SELECTED EXTRACT
※ ※ ※
More information on how hemi-methylation calls are represented can be found the SAM specification and Modkit documentation.
Duplex basecalling performance
Duplex basecalling is an IO-intensive process and can perform poorly if using networked storage or HDD. This can generally be improved by splitting up POD5 files appropriately. Firstly install the POD5 python tools (documentation):
Then run pod5 view
to generate a table containing information to split on specifically,
the "channel" information.
This will create summary.tsv
file which should look like:
read_id channel
0000173c-bf67-44e7-9a9c-1ad0bc728e74 109
002fde30-9e23-4125-9eae-d112c18a81a7 463
...
Now run pod5 subset
to copy records from your source data into a new output file per-channel.
This might take some time depending on the size of your dataset
pod5 subset /path/to/your/dataset/ --summary summary.tsv --columns channel --output split_by_channel
The command above will create the output directory split_by_channel
and write into it
one POD5 file per unique channel. Duplex basecalling these split reads should now be much faster.
※ ※ ※
INFORMATION GIVEN
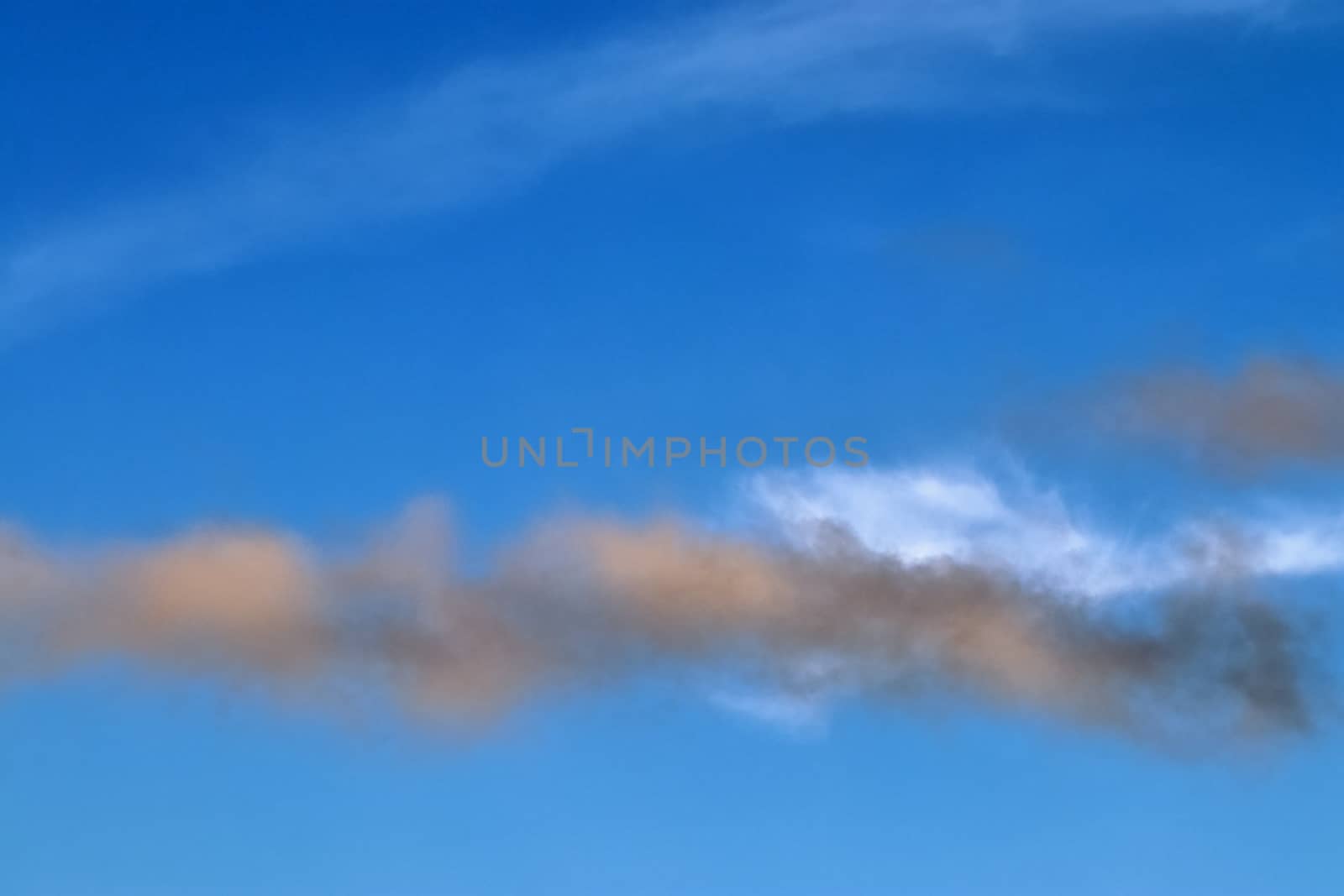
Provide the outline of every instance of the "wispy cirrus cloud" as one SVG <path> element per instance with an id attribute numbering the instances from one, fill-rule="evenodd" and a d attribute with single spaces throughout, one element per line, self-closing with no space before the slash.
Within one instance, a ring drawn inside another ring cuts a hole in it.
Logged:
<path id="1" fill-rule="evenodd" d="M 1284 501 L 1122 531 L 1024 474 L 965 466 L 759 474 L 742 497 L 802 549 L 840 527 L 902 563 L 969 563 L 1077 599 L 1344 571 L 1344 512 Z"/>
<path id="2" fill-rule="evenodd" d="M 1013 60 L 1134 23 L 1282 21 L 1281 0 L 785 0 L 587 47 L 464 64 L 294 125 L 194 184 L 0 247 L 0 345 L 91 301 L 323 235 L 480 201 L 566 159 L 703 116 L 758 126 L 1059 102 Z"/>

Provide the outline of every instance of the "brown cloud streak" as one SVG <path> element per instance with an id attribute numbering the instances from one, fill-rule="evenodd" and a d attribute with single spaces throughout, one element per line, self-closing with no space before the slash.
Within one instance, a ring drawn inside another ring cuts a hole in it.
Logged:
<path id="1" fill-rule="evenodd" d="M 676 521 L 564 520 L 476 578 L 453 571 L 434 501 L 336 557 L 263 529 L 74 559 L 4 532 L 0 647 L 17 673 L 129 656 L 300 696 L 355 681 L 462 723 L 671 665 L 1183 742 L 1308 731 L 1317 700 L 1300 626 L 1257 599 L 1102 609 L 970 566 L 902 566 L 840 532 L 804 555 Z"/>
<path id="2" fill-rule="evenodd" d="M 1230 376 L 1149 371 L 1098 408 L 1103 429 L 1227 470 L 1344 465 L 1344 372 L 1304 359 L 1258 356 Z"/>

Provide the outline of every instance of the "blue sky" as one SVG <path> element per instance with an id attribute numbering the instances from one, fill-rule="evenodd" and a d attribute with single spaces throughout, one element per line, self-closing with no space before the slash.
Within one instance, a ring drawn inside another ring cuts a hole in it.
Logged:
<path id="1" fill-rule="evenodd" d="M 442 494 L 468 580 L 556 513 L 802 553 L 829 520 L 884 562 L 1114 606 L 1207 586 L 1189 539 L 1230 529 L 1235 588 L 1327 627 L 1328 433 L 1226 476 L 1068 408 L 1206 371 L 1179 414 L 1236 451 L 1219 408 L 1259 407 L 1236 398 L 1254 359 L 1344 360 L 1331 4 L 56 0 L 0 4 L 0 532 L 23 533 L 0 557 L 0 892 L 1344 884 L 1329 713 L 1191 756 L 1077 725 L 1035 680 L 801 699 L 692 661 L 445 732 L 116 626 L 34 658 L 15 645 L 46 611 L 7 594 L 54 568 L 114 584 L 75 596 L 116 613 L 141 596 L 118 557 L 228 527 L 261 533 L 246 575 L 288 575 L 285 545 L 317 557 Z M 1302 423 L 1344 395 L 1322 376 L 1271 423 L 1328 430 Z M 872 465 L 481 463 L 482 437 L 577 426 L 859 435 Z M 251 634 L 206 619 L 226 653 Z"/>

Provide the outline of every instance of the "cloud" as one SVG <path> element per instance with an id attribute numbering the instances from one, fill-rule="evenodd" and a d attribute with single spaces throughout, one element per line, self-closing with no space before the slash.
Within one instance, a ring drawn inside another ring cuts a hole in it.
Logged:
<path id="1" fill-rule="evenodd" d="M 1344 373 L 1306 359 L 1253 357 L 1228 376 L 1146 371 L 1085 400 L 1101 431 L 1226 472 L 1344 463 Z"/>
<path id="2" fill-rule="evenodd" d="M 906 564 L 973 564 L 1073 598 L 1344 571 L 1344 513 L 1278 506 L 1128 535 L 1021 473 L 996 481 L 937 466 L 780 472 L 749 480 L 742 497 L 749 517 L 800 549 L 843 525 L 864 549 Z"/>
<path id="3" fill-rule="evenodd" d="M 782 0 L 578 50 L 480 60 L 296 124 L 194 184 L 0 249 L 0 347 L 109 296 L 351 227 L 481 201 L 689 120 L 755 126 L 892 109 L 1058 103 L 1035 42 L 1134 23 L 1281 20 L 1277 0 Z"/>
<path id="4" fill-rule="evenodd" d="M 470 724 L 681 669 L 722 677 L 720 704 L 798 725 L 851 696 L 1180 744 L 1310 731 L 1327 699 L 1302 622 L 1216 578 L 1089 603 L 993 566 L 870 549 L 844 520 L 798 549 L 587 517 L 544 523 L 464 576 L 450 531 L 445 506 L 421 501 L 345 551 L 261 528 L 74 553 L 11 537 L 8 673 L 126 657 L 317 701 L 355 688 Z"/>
※ ※ ※
YOUR INSTRUCTIONS
Copy the stretch of the duplex basecalling text above from "More information on" through "output file per-channel." word for word.

YOUR SOLUTION
More information on how hemi-methylation calls are represented can be found the SAM specification and Modkit documentation.
Duplex basecalling performance
Duplex basecalling is an IO-intensive process and can perform poorly if using networked storage or HDD. This can generally be improved by splitting up POD5 files appropriately. Firstly install the POD5 python tools (documentation):
Then run pod5 view
to generate a table containing information to split on specifically,
the "channel" information.
This will create summary.tsv
file which should look like:
read_id channel
0000173c-bf67-44e7-9a9c-1ad0bc728e74 109
002fde30-9e23-4125-9eae-d112c18a81a7 463
...
Now run pod5 subset
to copy records from your source data into a new output file per-channel.